YOUR TASK: The records that follow must be reproduced in full, exactly as written.

○ ○ ○ ○ ○ ○ ○

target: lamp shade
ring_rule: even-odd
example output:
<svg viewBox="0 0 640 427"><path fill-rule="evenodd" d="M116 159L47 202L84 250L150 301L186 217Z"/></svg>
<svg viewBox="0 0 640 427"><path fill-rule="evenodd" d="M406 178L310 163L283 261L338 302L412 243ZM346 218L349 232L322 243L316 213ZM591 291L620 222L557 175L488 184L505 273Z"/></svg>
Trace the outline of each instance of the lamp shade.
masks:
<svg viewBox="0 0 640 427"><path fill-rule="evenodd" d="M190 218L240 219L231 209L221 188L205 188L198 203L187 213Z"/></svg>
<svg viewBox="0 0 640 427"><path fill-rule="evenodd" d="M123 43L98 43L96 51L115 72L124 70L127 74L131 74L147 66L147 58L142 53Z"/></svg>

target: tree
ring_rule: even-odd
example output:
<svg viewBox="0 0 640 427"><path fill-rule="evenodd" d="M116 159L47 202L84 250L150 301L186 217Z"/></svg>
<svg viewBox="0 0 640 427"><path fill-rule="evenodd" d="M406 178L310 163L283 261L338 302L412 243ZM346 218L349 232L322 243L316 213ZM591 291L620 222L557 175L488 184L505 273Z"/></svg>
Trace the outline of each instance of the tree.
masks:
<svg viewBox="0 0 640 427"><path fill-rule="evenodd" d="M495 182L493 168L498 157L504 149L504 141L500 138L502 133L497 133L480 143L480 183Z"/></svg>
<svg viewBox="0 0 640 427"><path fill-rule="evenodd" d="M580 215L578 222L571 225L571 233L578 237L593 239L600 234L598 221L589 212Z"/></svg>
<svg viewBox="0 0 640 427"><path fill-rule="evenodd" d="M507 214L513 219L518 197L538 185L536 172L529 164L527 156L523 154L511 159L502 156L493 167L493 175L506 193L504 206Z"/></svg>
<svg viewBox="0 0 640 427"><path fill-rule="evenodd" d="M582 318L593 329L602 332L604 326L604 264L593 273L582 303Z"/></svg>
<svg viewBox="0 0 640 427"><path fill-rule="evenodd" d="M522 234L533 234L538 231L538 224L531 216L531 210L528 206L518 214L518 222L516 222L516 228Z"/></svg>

○ ○ ○ ○ ○ ○ ○

RESPONSE:
target: lamp shade
ring_rule: even-odd
example output:
<svg viewBox="0 0 640 427"><path fill-rule="evenodd" d="M116 159L47 202L84 250L150 301L186 217Z"/></svg>
<svg viewBox="0 0 640 427"><path fill-rule="evenodd" d="M406 178L310 163L283 261L338 302L412 243ZM346 218L349 232L322 243L316 213ZM591 291L620 222L557 175L488 184L505 273Z"/></svg>
Trace the outline of each instance of the lamp shade.
masks:
<svg viewBox="0 0 640 427"><path fill-rule="evenodd" d="M190 218L240 219L231 209L221 188L205 188L198 203L187 213Z"/></svg>
<svg viewBox="0 0 640 427"><path fill-rule="evenodd" d="M123 43L98 43L96 51L115 72L124 70L127 74L131 74L147 66L147 58L142 53Z"/></svg>

target: tree
ring_rule: even-odd
example output:
<svg viewBox="0 0 640 427"><path fill-rule="evenodd" d="M116 159L47 202L84 250L150 301L186 217Z"/></svg>
<svg viewBox="0 0 640 427"><path fill-rule="evenodd" d="M406 178L310 163L283 261L338 302L412 243ZM346 218L349 232L322 243L316 213ZM591 291L620 222L557 175L488 184L505 273Z"/></svg>
Trace the outline of each instance of the tree.
masks:
<svg viewBox="0 0 640 427"><path fill-rule="evenodd" d="M495 182L493 168L498 157L504 149L504 141L500 138L502 133L497 133L480 143L480 183Z"/></svg>
<svg viewBox="0 0 640 427"><path fill-rule="evenodd" d="M580 215L578 222L571 225L571 233L578 237L593 239L600 234L598 221L589 212Z"/></svg>
<svg viewBox="0 0 640 427"><path fill-rule="evenodd" d="M507 214L513 219L518 197L538 185L536 172L529 164L527 156L523 154L511 159L502 156L493 167L493 175L506 193L504 206Z"/></svg>
<svg viewBox="0 0 640 427"><path fill-rule="evenodd" d="M582 318L593 329L602 332L604 326L604 264L593 273L582 303Z"/></svg>
<svg viewBox="0 0 640 427"><path fill-rule="evenodd" d="M522 234L533 234L538 231L538 224L531 216L531 210L528 206L518 214L518 222L516 222L516 228Z"/></svg>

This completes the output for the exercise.